═══ Фрагмент текста
В то же время писцовая книга 1593/94 гг. позволяет говорить о процессе земледельческой колонизации края, которая совершалась в первичной форме основания починков и деревень. На это указывают сами названия населенных пунктов: деревня Починки на р. Оке и деревня Зехово «стала ново» в Унженском стане (к юго-западу от Мурома); «сельцо, что был починок Елшановский» в Замотренском стане (к северу от Мурома). Резервом для основания новых деревень были расчистки леса вблизи уже функционирующих сел: «Деревня Ванина стала ново после прежних писцов (дозорщиков 1571-1574 гг. - М. Ч.) на поверстном лесу села Дубров» (к северо-западу от Мурома). Вслед за основанием деревень происходило и их укрупнение. В пользу этого свидетельствует не только почкование деревень, но и припуск, «снесение» к ним починков. Так, в Замотренском стане названы деревни Злобаево Болшое и Злобаево Меньшое с припущенным к последнему починком Злобаевским на ручье Вындросе; деревня Бахталово Большое и Бахталово Меньшое на р. Важеле. К такому укрупнению могли вести и резервы пашни внутри селений: «В деревне, что было селцо Полцо, ново ставят дворы» (Дубровский стан, у озерка Березова, в низовьях р. Мотри). 

На значение крестьянских переходов в процессе сельского строительства указывают нередкие в писцовой книге конца XVI в. упоминания о крестьянах или бобылях-приходцах. Если более раннее время (XV в.) села и деревни располагались, как правило, по берегам рек, то в XVI-ХVII вв. заметным стало уже освоение водоразделов края, сооружение в деревнях и селах прудов. В конце XVI в. наиболее крупные монастырские села находились на реках: к северо-западу от Мурома с. Дубровы (семьдесят два крестьянских и бобыльских двора) - на р. Ушне, расположенное ближе всего к городу с. Чегодаево (пятьдесят семь дворов) - на р. Выжеге, лежащее северо-западнее Чегодаева с. Саванчаково (двадцать шесть дворов) - на р. Ворозиме, находящееся к югу от Мурома с. Домнино (двенадцать дворов) - на р. Ливенде, недалеко от ее впадения в Оку. Особенно много деревень «на суходоле» указано писцовой книгой в Дубровском стане уезда - Высокая, Игнатьевская, Корчмитово, Митинское, Нечаевская, Ново, Паршово, Прудища, Сидорово, село Талызино (последнее - к югу от Дубров). Имелись расположенные на суходолах и прудах поселения и в других станах: в западном от Мурома Куземском (Меледево, Олешкино, Старая Чертеж, село Колычево на пруде, Медведево) и Замотренском (Бахталово Большое на пруде). Ряд названных селений отыскивается на современной карте Владимирской области.
══════
═══ Материал
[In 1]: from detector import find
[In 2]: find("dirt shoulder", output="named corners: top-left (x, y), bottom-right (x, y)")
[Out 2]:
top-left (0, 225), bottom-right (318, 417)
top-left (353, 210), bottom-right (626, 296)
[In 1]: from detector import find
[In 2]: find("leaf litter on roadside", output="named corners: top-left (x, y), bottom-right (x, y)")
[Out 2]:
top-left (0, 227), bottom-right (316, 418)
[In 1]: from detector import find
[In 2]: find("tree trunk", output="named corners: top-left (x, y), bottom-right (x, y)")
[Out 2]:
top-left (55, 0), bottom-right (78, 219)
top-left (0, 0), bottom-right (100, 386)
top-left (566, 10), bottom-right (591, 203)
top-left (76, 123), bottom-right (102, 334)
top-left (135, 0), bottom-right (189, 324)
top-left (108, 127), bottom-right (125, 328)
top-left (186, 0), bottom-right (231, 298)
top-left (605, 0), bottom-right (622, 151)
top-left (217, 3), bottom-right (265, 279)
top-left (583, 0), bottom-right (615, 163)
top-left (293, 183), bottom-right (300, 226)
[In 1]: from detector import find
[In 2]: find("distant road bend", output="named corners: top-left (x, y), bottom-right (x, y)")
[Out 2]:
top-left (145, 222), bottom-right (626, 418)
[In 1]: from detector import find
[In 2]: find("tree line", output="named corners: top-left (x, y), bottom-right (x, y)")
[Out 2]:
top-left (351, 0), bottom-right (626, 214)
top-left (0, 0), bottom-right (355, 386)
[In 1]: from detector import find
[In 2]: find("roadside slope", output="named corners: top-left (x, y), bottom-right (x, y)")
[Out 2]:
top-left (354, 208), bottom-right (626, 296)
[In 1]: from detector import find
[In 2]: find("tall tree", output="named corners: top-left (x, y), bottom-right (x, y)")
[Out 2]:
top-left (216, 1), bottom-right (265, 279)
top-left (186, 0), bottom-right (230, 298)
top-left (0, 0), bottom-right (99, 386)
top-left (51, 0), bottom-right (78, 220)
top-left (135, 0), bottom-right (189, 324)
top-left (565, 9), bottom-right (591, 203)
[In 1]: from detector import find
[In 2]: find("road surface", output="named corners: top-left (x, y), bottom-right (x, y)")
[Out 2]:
══════
Сколько дворов насчитывалось в селе Чегодаево согласно фрагменту текста о земледельческой колонизации края? Для ответа используйте только фрагмент текста, записи не нужны.

Пятьдесят семь дворов.